Kutipan Teks:
--------------------------------

Badan Pengawas Pemilihan Umum (Bawaslu) menyatakan selalu berupaya menangkal penyebaran hoaks atau berita bohong dalam Pilkada 2020.
Hanya saja, penurunan hoaks di media sosial tidak bisa dilakukan sendiri oleh lembaga pengawas pemilu. Diperlukan upaya sinergis dengan lembaga dan platform media sosial terkait.
Anggota Bawaslu Fritz Edward Siregar mengatakan, ada peserta pemilu yang mengambil keuntungan dengan beredarnya berita bohong. Mereka intensif untuk menyebarkan berita bohong. Tetapi, ada sanksi tegas untuk menindak pelaku pembuat berita bohong.
Lebih lanjut, Fritz menjelaskan, kiat menangkal berita bohong, seperti mengadakan kerja sama dengan beberapa platform media sosial seperti Facebook dan Instagram.
“Salah satu contoh, ketika kami menemukan berita bohong di Instaram (IG), maka kami menghubungi IG, kemudian memberikan label apakah informasi itu termasuk berita bohong, atau ujaran kebencian, kemudian IG akan take down atau menghapus informasi tersebut,” tambahnya.
Dia juga berpesan supaya masyarakat berhati-hati sebelum menyebarkan atau membagikan informasi menggunakan media sosial. Sebab ketika menyebarkan informasi tanpa kita tahu kebenaran informasi itu apakah berita bohong atau bukan, maka bisa dituntut melakukan tindakan kriminal sesuai Undang-Undang yang berlaku.

--------------------------------

Instruksi Tertulis 1:
Menurut teks tentang upaya Bawaslu menangkal hoaks, platform media sosial apa saja yang diajak bekerja sama?
Instruksi Tertulis 2:
Teruskan teks tentang upaya Bawaslu menangkal hoaks, mulai setelah kalimat terakhirnya.

--------------------------------

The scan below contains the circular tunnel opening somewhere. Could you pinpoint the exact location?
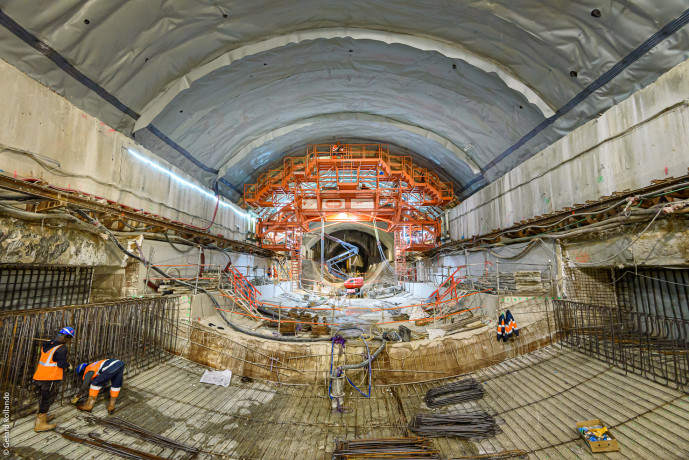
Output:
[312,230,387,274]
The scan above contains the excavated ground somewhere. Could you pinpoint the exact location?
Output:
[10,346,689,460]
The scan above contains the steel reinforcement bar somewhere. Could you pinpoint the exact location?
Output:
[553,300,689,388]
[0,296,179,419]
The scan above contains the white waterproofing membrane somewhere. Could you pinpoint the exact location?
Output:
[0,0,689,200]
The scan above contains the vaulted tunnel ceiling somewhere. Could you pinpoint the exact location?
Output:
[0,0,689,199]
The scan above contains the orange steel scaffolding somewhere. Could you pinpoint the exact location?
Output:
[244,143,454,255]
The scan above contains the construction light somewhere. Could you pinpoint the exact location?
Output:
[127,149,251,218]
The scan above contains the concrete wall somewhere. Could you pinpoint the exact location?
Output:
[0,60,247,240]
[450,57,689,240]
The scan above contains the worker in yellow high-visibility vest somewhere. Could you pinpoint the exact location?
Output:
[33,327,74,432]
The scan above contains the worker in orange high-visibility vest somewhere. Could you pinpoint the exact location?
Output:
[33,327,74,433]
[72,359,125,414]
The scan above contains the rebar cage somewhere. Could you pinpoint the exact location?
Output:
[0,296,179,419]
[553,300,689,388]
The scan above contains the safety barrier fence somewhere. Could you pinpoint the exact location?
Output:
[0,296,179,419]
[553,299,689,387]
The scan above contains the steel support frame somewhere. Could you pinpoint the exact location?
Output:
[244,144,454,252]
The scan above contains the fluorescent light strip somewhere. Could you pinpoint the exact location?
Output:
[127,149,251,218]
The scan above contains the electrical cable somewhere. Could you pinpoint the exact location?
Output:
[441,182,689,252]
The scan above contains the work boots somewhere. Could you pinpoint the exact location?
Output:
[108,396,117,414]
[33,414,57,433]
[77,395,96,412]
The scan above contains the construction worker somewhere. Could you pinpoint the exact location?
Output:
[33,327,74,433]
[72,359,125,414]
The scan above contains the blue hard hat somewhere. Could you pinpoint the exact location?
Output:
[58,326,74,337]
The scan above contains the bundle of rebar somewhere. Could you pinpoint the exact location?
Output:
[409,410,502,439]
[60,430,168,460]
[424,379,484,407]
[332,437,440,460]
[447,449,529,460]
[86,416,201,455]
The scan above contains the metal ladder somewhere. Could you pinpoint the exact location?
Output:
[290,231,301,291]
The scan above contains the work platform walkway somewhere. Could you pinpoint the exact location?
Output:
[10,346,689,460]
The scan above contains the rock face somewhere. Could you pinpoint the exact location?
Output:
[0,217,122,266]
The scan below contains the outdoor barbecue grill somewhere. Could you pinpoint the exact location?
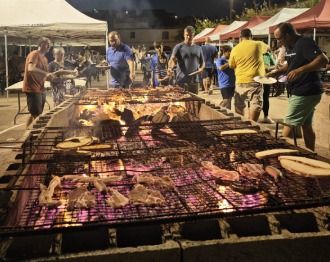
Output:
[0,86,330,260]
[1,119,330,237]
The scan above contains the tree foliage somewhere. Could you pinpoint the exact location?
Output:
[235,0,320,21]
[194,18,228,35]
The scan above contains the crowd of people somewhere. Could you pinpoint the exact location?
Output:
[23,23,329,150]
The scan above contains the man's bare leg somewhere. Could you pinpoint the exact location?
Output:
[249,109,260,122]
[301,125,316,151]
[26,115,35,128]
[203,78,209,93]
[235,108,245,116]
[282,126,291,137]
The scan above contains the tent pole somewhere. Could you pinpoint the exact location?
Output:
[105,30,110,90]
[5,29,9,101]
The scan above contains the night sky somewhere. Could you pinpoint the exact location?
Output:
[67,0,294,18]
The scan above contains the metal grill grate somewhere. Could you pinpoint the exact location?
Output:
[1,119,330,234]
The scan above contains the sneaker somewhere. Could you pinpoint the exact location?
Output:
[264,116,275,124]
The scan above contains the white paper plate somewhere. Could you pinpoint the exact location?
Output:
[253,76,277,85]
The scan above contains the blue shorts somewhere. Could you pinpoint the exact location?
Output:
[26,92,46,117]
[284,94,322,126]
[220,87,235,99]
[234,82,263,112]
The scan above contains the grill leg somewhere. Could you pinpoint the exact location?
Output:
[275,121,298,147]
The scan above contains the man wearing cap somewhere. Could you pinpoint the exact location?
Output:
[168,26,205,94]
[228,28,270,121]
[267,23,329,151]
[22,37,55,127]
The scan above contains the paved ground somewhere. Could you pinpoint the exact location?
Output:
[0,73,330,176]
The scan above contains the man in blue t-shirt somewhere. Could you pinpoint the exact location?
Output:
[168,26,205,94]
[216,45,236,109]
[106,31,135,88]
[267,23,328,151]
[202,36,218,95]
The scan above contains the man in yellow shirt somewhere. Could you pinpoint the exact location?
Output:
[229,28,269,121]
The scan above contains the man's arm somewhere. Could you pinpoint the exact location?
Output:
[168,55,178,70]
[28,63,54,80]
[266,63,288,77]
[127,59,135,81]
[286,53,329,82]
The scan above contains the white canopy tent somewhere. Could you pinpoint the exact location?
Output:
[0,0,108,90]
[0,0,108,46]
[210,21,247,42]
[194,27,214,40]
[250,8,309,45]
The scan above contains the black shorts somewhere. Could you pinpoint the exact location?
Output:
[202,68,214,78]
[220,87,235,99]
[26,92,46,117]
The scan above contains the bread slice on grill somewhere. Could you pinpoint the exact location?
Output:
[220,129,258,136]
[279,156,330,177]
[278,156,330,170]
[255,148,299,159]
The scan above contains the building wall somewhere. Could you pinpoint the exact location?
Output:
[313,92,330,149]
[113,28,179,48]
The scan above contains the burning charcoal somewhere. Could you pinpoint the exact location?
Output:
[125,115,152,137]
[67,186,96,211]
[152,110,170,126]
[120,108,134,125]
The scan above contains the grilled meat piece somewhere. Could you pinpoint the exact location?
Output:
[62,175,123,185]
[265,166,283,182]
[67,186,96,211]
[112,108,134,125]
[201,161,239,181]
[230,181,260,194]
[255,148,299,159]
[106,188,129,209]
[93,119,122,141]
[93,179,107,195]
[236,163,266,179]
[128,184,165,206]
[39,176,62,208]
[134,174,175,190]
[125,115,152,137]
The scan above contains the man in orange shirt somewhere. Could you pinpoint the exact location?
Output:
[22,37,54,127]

--------------------------------

Jawaban Tugas 1:
Facebook dan Instagram.

Jawaban Tugas 2:
Fritz mengatakan partisipasi masyarakat juga dibutuhkan untuk dapat melaporkan jika mengetahui berita bohong. Lembaga negara menyediakan tempat dan platform bagi masyarakat yang hendak melaporkan berita bohong.
“Hal yang paling penting selama menjadi supervisor untuk media sosial adalah respon pemerintah mengenai berita bohong. Pemerintah bersama lembaga negara berhak menentukan apakah informasi itu adalah berita bohong atau tidak kepada masyarakat,” jelasnya, Minggu (25/10).
Ia melanjutkan, pemerintah memberi argumentasi atau mengcounter informasi yang berkembang pada saat itu. Untuk mengcounter informasi itu, tidak ada waktu untuk menulis surat kepada Direktorat Jenderal, karena waktunya singkat.
“Proses berkembangnya berita bohong itu cepat, sehingga kami harus segera memberi argumentasi untuk meyakinkan masyarakat tentang kebenaran informasi itu,” ungkap Fritz.
Sebelumnya, sepanjang bulan Oktober 2020, Tim AIS Ditjen Aptika Kemkominfo telah menemukan 100 konten negatif terkait Pilkada 2020. Temuan tersebut sebagian besar terkait kampanye negatif.
“Dari 100 temuan yang ada, Bawaslu mengonfirmasikan 28 konten melanggar dan akan segera dilakukan pemblokiran,” terang Koordinator Pengendalian Konten Internet, Anthonius Malau.
Menindaklanjuti peningkatan jumlah hoaks, disinformasi, maupun ujaran kebencian terkait Pilkada 2020, Kementerian Kominfo berkomitmen untuk terus meningkatkan pengawasan ruang digital.
“Sebagai bentuk komitmen Kemkominfo telah menandatangani Nota Kesepakatan Aksi bersama dengan KPU selaku penyelenggara Pemilu dan Bawaslu selaku pengawas Pemilu. Nota Kesepakatan Aksi tersebut tentang pengawasan internet dalam penyelenggaraan Pilkada 2020,” lanjut Anthonius.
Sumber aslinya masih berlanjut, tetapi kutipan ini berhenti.